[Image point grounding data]
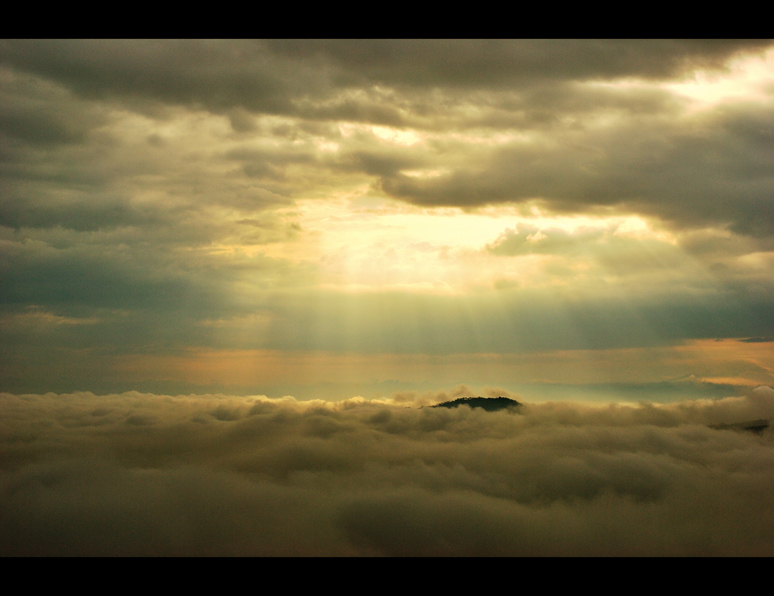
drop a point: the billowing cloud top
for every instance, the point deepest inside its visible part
(170, 202)
(144, 474)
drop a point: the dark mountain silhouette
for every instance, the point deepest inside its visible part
(490, 404)
(756, 426)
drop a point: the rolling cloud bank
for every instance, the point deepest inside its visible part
(582, 225)
(143, 474)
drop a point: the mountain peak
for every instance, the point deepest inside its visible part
(490, 404)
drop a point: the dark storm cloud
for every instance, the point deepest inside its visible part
(715, 173)
(146, 474)
(279, 76)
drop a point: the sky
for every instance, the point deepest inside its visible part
(307, 240)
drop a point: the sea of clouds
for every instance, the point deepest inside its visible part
(145, 474)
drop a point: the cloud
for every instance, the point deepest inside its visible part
(146, 474)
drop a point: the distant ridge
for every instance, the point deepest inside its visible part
(490, 404)
(756, 426)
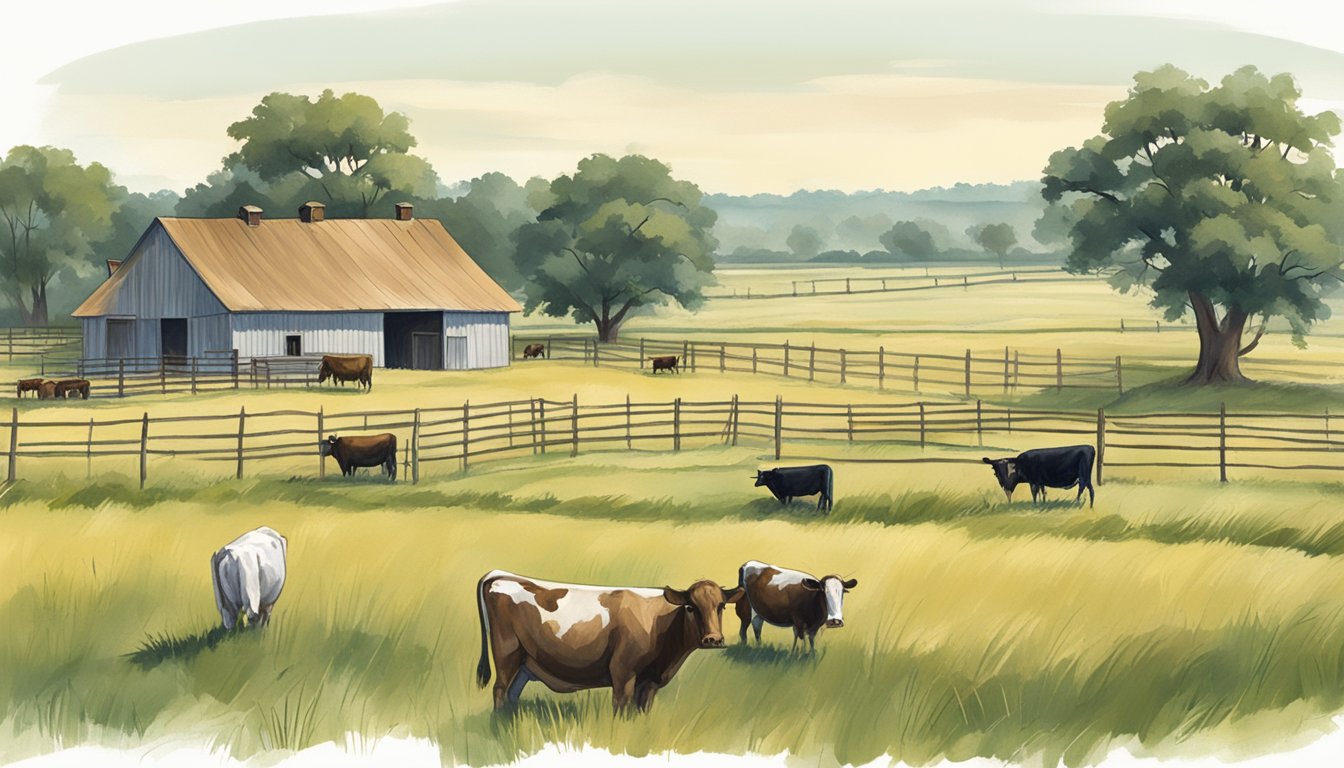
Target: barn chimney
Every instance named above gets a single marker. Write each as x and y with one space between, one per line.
250 214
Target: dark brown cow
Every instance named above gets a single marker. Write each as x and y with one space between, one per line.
574 636
665 363
364 451
347 369
28 385
786 597
67 388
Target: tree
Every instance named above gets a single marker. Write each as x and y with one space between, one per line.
617 236
1223 201
909 238
347 145
804 241
53 210
995 238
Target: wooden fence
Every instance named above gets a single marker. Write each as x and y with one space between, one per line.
453 439
964 374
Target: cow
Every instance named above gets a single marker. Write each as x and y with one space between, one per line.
664 363
347 369
575 636
363 451
784 597
789 482
1044 468
247 574
67 388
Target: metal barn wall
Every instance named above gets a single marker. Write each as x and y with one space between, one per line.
262 334
487 339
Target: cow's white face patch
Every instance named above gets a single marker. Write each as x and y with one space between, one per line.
835 596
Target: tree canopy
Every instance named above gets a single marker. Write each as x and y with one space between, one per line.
1223 201
614 237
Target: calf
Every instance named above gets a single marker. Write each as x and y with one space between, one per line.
789 482
1044 468
784 597
247 574
665 363
364 451
575 636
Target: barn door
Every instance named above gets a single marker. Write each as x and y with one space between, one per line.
456 354
426 355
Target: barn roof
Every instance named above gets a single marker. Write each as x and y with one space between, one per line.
288 265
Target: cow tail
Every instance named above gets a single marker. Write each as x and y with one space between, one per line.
483 667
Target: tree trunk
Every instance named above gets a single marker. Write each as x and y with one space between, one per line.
1219 343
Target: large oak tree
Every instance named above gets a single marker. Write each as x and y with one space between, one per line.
1225 201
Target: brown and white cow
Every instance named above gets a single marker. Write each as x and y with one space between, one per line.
784 597
575 636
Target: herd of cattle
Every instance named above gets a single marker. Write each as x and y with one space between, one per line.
573 636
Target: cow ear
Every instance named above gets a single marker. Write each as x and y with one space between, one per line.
676 596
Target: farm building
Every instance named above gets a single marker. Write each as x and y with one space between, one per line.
398 289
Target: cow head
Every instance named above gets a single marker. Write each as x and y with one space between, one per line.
832 589
703 604
1005 471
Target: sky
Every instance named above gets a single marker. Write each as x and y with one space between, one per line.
738 96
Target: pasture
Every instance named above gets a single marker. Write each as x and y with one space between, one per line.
1178 618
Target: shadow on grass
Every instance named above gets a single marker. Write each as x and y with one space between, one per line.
165 647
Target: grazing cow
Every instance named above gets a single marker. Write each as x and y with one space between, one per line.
1047 468
78 388
784 597
665 363
364 451
347 369
789 482
28 385
249 573
574 636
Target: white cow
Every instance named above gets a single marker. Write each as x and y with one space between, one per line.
249 573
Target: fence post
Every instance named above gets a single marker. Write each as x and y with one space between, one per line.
1222 443
676 425
1101 441
574 427
321 436
14 441
144 449
242 421
778 425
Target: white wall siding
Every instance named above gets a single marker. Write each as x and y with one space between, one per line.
262 334
487 338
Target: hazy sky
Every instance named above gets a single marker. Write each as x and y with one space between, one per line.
739 96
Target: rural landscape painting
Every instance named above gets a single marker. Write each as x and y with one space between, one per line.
512 382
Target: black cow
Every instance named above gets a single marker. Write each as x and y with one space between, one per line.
789 482
1047 468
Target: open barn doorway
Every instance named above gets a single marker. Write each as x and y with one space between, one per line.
413 340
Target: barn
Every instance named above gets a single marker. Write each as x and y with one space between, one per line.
399 289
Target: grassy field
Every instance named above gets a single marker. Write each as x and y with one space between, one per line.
1173 616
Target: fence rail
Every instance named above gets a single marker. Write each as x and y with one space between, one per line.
458 436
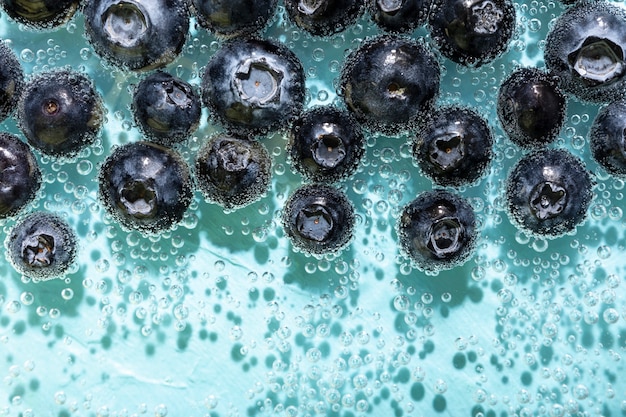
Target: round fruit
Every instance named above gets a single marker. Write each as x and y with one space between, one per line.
549 192
145 186
233 172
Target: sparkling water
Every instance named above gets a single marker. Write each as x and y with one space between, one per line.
222 317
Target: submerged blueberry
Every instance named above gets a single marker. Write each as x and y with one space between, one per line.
233 172
608 138
166 108
324 17
42 246
60 112
40 14
326 144
318 219
454 147
389 82
234 17
20 177
586 49
437 230
11 81
531 107
145 186
254 85
399 16
472 32
137 35
549 192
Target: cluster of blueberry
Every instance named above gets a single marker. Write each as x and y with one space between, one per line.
253 86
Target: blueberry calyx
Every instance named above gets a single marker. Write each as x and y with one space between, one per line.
598 61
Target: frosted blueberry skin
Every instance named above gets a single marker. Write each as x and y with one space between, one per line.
472 32
437 230
145 187
326 145
324 17
389 82
253 86
548 192
20 177
233 172
454 146
60 112
233 17
399 16
11 81
166 108
318 219
41 14
608 138
42 246
585 49
137 35
531 108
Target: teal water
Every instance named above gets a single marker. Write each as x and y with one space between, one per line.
221 317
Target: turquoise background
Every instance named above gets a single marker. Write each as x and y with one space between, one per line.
221 317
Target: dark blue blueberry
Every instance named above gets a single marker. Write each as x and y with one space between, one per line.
166 108
233 172
437 230
20 177
11 81
42 246
548 192
472 32
254 85
145 186
318 219
326 144
585 49
389 82
137 35
324 17
454 146
608 138
234 17
60 112
399 16
531 107
41 14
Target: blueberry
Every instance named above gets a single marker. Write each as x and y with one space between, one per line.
254 85
166 109
454 147
324 17
137 35
145 186
549 192
318 219
326 144
42 246
232 171
389 82
608 138
585 49
60 112
20 177
11 81
41 14
234 17
472 32
437 230
399 16
531 107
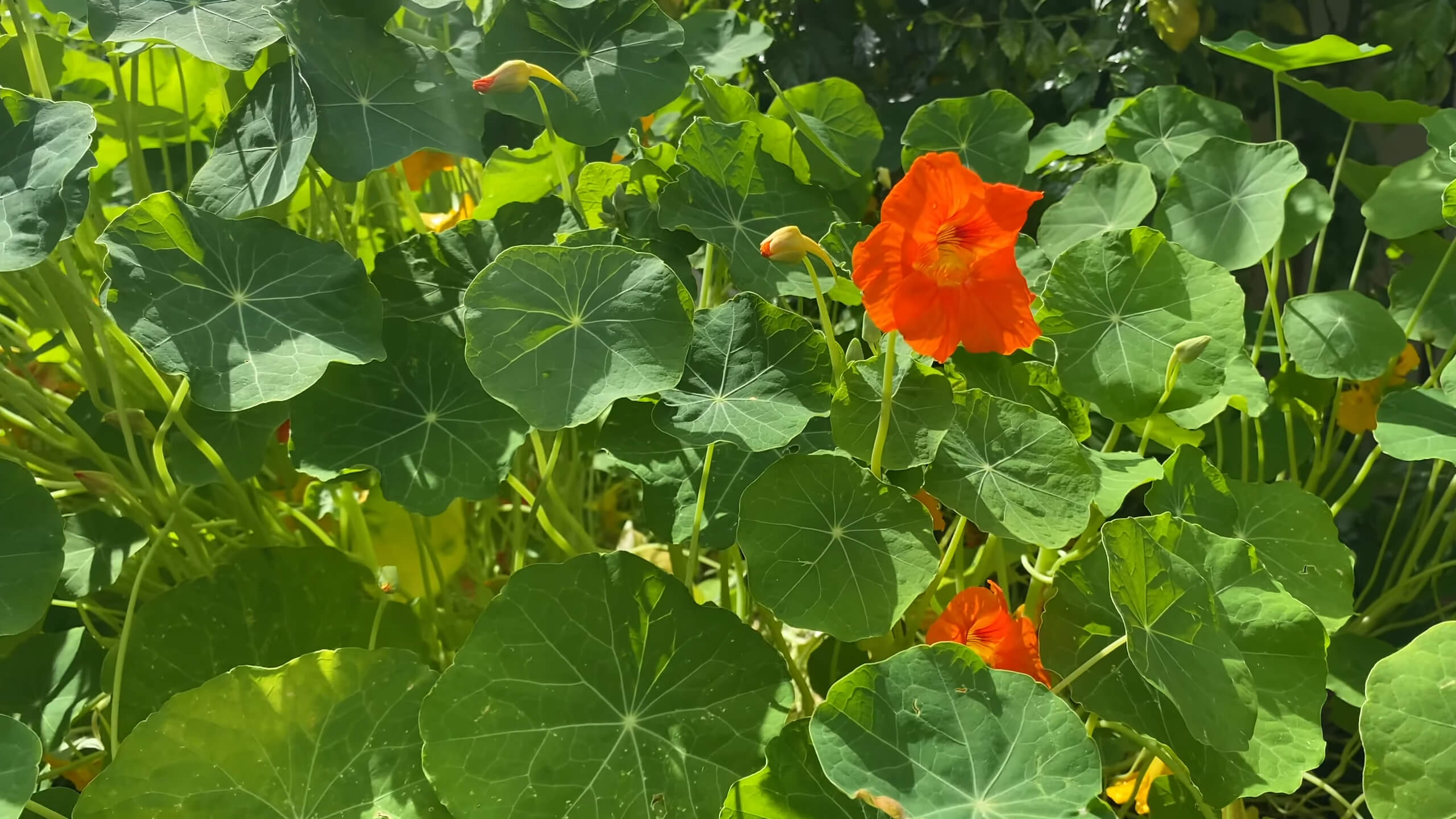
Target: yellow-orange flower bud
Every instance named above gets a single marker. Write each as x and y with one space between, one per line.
514 76
788 244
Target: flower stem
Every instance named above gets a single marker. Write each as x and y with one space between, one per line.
561 165
887 401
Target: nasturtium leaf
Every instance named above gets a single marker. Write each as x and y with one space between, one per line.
1417 424
19 758
1306 212
1014 473
922 411
1290 530
379 98
44 177
1119 474
597 687
1165 125
1226 200
934 730
1177 631
246 309
833 548
331 734
1351 656
721 40
755 377
229 32
792 786
1407 729
424 278
1108 197
558 334
31 551
47 680
989 133
261 148
672 474
1342 334
263 608
1417 266
619 59
1408 201
1280 57
1083 135
1119 304
835 129
419 417
1362 105
241 441
734 195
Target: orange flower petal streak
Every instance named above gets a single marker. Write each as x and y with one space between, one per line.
941 266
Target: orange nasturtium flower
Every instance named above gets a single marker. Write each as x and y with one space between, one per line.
1358 404
1122 789
981 620
941 266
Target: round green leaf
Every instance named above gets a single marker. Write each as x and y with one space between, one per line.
755 377
44 177
619 59
1120 302
250 311
1292 531
1014 473
1407 729
1416 424
379 98
48 678
263 608
989 133
721 40
1280 57
261 148
1108 197
19 760
1408 201
1362 105
1226 201
833 548
1167 125
921 414
792 786
31 551
419 417
1342 334
934 732
229 32
1178 634
734 195
597 687
331 734
241 441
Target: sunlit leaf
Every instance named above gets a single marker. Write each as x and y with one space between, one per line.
833 548
558 334
597 687
250 311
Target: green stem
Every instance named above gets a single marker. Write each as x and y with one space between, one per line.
836 353
561 165
690 570
35 69
887 400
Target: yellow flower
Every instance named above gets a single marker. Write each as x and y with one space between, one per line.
1122 791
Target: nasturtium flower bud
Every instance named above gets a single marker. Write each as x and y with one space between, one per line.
514 76
789 245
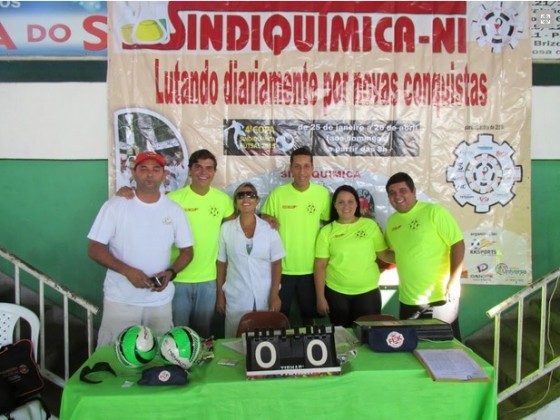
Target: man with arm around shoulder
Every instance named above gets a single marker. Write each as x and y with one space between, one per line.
132 238
429 253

● **INSTRUCTIONS FOR THE TASK**
Search term "wall": return each line of the data that contains it.

● **YOUR SOLUTION**
Target: metal barn wall
Target: white wall siding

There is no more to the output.